### [GIVEN DATA]
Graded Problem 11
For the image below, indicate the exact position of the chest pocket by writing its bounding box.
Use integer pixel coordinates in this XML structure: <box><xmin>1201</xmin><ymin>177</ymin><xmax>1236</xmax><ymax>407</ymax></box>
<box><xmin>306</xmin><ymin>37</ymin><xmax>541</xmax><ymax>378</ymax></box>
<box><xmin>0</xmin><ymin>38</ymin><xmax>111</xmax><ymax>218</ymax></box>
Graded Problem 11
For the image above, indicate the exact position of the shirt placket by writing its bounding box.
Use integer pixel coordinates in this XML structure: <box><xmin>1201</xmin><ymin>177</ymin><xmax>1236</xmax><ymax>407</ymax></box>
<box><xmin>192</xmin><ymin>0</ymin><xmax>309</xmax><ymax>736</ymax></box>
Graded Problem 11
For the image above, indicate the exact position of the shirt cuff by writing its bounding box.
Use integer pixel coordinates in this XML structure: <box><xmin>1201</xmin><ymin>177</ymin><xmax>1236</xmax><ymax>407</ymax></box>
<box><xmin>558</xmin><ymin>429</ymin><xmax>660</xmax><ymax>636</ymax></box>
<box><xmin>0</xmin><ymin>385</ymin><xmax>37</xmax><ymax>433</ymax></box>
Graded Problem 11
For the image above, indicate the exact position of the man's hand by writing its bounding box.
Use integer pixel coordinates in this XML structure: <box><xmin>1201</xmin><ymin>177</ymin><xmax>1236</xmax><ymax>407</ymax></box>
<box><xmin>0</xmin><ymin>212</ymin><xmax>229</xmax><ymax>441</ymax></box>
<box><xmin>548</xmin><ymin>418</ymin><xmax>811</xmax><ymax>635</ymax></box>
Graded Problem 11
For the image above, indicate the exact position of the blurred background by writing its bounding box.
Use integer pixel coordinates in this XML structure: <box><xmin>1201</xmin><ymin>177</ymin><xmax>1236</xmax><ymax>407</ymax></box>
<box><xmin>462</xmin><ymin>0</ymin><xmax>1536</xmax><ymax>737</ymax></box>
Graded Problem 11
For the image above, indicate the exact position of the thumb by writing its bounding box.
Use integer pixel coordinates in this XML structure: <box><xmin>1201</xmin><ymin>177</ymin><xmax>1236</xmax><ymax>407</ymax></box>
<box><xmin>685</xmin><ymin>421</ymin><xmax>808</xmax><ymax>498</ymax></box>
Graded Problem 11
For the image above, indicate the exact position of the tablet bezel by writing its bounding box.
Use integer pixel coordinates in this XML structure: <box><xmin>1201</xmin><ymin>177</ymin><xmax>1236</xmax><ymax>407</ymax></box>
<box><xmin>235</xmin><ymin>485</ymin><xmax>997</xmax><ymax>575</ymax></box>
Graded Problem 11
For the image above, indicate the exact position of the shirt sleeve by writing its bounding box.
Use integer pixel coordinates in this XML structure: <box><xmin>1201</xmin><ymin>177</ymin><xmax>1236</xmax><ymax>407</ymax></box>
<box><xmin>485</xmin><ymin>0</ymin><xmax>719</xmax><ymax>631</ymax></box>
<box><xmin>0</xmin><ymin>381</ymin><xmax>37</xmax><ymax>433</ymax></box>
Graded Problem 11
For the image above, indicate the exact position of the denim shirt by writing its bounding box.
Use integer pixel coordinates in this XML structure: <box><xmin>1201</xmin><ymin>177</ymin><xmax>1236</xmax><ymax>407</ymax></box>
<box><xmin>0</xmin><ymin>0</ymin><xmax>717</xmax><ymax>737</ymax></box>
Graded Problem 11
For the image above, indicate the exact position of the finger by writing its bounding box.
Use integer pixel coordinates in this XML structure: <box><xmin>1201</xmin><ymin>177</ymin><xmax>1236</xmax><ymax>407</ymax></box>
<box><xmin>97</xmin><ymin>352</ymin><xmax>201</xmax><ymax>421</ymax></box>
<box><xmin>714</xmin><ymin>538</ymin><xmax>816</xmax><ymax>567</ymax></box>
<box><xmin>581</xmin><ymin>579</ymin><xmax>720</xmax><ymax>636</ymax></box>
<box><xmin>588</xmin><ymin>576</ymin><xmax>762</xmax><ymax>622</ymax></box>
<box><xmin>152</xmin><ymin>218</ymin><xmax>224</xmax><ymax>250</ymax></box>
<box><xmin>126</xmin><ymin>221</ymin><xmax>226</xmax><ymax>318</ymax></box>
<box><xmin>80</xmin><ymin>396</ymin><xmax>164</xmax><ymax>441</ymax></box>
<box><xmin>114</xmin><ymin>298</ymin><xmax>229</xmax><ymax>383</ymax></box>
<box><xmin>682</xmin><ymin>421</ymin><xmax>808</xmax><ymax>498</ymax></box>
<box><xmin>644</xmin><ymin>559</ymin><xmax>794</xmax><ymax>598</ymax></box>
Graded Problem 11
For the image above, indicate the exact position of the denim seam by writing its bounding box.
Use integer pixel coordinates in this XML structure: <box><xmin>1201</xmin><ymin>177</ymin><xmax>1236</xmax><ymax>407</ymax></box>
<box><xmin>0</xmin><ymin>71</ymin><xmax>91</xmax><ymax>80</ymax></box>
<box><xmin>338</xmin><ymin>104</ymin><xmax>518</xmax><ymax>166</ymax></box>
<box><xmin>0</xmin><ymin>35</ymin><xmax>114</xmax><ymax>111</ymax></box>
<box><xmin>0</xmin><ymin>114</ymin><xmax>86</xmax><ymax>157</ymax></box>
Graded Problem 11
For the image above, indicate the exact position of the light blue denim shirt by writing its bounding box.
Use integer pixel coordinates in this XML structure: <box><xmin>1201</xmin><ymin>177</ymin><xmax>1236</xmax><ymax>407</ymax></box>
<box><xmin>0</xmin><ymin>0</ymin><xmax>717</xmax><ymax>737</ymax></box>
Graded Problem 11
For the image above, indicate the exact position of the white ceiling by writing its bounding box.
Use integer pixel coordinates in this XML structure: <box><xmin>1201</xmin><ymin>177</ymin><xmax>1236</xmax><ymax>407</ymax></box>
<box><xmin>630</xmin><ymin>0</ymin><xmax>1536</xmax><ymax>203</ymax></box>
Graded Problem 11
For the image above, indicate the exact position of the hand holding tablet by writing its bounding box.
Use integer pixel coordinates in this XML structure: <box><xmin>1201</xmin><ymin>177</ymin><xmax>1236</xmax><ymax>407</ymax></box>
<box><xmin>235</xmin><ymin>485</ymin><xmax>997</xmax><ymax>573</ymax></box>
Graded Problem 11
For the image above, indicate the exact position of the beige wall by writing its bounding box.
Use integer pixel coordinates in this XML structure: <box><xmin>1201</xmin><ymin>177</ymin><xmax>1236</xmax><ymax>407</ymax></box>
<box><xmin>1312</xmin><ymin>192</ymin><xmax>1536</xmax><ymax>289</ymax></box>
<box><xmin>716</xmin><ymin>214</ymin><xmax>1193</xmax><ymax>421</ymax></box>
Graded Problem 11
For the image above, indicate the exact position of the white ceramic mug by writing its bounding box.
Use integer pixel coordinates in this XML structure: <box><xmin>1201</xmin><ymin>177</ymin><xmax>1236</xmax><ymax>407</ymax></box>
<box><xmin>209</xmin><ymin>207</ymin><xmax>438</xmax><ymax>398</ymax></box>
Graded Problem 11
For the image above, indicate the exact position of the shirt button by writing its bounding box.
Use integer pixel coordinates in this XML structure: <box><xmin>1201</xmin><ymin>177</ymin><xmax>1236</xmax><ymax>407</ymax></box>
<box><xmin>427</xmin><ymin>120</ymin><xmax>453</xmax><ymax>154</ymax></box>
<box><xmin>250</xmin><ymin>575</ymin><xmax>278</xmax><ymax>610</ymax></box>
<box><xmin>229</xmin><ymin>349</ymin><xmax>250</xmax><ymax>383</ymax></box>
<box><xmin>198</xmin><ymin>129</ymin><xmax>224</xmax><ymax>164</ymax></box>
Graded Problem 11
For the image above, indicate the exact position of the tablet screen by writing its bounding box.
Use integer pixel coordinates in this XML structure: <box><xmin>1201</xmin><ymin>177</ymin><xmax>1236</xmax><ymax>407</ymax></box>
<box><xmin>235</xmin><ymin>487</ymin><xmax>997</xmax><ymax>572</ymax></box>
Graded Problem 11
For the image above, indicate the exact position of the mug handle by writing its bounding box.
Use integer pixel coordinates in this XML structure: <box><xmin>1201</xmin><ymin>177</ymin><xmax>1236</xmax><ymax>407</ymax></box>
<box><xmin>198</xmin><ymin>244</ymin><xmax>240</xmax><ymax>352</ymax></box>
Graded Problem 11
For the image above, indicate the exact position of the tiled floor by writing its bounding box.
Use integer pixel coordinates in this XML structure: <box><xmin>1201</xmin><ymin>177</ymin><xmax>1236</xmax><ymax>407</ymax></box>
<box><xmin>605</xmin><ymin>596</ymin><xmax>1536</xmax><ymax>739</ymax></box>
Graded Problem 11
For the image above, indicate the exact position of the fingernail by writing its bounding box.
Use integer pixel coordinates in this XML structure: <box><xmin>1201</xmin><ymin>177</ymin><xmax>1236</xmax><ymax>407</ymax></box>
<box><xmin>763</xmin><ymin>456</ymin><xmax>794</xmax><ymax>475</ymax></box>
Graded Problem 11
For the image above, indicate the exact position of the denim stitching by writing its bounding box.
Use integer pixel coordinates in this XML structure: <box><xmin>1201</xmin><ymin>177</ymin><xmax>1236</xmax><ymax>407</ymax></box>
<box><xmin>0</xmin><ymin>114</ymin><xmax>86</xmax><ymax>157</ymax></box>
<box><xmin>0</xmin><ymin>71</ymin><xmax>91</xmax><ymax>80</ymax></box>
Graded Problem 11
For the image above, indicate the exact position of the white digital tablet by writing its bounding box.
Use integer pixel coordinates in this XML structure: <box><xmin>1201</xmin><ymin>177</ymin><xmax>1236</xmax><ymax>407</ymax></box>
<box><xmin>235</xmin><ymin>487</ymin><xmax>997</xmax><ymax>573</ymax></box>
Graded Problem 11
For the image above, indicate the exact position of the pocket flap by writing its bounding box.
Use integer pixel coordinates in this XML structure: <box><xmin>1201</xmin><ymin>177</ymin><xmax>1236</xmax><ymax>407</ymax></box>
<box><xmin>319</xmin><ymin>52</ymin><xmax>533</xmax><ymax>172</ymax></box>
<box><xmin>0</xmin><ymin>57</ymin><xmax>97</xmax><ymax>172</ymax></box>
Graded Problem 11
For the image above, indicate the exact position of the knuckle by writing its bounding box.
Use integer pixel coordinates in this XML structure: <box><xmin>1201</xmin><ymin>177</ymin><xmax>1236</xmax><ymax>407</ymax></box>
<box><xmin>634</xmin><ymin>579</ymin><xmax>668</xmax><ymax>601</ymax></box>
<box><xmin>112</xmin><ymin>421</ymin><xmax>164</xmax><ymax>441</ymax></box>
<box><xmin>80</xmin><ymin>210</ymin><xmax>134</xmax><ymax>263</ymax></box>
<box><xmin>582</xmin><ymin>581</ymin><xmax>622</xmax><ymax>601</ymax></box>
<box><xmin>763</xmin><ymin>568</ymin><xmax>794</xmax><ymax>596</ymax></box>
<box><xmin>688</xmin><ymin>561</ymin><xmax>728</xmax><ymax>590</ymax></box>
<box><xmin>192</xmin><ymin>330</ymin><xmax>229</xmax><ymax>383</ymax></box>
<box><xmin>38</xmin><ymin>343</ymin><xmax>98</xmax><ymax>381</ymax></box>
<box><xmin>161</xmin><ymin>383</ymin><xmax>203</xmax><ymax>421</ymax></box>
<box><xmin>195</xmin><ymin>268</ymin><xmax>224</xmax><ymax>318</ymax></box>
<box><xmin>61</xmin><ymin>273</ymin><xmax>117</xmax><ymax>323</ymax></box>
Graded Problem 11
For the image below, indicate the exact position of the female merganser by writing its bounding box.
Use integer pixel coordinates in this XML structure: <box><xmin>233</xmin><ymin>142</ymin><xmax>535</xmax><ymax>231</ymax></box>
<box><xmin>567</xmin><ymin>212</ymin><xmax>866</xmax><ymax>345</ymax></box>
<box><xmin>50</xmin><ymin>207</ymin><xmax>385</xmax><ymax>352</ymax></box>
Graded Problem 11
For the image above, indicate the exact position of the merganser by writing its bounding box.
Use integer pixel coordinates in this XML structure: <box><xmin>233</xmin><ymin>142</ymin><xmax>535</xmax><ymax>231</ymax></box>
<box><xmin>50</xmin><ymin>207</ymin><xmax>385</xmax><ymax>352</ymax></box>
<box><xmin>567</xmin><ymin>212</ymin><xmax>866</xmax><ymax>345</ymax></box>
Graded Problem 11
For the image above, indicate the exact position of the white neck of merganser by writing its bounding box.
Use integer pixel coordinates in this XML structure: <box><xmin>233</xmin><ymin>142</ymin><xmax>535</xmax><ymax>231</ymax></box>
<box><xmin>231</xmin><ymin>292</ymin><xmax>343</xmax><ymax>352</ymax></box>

### [YOUR TASK]
Show every line of the records that contains the word "tablet".

### [FINAL RESULT]
For the image above, indicate the exact position of the tablet bezel by writing its bounding box.
For the image above, indicate the exact position of the hand holding tablet by writing its bounding box.
For the image above, indicate the exact position of the tablet screen by writing its bounding box.
For the image above, indicate the exact position of the white digital tablet by writing its bounding box.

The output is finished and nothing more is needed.